**Aim of the exercise:** Search term "pillow": copy each line of the records that contains it.

**Natural language region descriptions:**
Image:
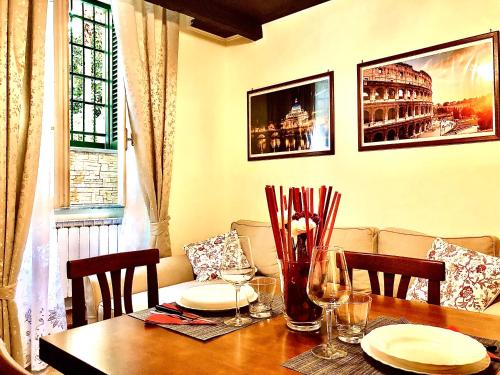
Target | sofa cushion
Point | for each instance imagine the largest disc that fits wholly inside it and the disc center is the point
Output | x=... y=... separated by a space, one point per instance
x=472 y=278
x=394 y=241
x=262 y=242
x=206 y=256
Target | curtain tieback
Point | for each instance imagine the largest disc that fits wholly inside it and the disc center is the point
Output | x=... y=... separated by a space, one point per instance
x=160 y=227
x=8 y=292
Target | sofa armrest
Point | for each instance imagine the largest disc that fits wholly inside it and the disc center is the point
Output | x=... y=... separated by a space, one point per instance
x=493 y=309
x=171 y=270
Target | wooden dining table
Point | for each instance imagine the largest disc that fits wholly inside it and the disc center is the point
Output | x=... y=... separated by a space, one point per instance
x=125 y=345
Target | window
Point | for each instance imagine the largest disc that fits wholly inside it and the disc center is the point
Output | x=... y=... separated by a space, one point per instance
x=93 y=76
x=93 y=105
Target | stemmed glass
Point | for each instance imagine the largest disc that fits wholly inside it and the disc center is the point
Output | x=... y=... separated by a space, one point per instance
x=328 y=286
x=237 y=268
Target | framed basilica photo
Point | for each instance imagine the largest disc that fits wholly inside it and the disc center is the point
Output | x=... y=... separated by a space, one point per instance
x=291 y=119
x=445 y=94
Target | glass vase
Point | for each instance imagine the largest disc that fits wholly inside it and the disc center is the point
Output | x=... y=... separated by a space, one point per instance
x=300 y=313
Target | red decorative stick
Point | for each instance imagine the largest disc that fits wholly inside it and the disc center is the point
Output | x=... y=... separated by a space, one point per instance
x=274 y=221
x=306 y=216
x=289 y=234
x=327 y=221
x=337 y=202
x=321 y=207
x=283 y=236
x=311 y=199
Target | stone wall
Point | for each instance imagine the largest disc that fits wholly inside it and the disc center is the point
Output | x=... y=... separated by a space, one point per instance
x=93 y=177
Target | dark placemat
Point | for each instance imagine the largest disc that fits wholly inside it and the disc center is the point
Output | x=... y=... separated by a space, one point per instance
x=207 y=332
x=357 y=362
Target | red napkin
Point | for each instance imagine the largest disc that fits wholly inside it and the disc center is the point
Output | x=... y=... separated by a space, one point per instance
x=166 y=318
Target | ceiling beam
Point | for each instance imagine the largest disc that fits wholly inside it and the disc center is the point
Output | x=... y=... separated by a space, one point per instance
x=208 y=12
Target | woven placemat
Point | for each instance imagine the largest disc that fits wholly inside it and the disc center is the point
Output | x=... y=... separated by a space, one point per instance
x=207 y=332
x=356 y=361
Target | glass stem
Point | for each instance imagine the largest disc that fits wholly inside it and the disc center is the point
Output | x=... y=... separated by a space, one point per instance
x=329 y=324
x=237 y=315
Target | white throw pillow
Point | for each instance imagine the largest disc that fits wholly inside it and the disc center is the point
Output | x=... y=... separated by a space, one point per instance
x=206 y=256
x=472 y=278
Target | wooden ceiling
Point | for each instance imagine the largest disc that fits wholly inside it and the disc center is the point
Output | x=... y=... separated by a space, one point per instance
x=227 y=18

--

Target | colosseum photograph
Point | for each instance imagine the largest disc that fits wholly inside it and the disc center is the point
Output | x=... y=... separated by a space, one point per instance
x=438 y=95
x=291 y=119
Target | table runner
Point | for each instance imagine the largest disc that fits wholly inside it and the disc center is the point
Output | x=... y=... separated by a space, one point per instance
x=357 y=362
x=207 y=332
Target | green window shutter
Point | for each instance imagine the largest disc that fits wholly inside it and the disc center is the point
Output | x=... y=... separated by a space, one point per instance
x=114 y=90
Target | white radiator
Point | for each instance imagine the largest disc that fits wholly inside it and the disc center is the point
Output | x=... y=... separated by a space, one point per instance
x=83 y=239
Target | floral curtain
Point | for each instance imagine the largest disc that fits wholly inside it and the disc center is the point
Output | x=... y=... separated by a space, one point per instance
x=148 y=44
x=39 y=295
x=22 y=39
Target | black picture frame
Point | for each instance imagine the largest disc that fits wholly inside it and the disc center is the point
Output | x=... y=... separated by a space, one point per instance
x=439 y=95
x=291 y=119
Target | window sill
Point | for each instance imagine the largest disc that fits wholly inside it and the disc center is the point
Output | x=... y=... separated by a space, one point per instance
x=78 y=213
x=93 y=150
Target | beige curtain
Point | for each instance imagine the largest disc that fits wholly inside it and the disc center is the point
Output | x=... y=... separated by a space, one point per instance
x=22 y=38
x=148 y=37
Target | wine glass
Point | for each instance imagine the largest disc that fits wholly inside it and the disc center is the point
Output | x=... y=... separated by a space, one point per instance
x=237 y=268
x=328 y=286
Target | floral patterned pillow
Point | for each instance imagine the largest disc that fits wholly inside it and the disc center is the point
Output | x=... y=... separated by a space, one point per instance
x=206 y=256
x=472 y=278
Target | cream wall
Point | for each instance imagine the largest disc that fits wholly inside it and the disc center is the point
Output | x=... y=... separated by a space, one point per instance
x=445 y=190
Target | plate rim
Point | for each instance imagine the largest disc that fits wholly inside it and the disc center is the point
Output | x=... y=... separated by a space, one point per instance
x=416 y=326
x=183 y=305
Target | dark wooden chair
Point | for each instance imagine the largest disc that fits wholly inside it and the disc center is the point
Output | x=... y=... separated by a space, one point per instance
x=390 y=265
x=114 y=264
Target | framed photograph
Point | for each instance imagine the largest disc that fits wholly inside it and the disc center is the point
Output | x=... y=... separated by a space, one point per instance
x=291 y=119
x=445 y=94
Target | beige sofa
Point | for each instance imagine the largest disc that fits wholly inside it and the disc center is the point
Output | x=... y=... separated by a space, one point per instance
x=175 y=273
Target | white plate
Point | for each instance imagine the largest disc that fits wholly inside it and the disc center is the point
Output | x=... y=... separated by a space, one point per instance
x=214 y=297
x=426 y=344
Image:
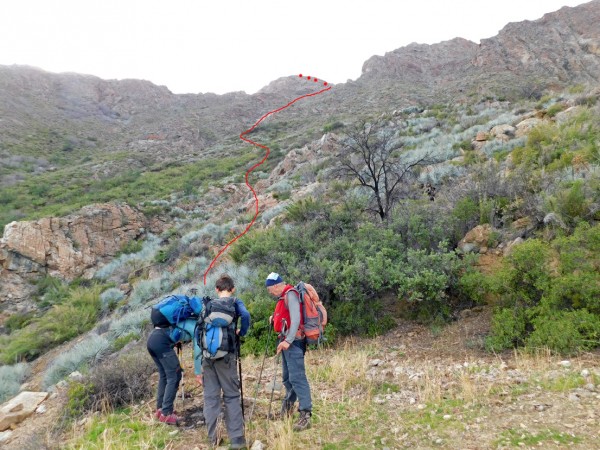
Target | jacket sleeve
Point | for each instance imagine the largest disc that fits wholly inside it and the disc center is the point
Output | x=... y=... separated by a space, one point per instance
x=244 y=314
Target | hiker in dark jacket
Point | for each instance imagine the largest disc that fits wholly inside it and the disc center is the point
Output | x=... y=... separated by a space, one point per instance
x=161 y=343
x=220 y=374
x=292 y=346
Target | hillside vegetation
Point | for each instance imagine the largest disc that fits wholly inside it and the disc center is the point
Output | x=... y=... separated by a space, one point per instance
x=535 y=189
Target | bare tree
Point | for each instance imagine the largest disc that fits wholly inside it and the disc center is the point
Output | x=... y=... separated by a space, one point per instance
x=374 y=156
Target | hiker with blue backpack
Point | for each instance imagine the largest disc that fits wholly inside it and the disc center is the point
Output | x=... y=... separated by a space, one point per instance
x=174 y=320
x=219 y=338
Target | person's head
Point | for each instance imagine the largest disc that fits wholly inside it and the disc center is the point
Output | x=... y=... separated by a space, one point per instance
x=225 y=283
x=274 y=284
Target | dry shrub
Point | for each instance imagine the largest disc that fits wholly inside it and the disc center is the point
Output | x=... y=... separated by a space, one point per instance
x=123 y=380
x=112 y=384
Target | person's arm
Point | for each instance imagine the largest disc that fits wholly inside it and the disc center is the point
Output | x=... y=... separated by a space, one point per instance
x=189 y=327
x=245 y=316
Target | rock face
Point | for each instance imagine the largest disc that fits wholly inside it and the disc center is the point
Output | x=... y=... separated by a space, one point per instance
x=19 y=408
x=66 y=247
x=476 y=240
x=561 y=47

**Response box:**
Target | white throw pillow
Target | floral patterned pillow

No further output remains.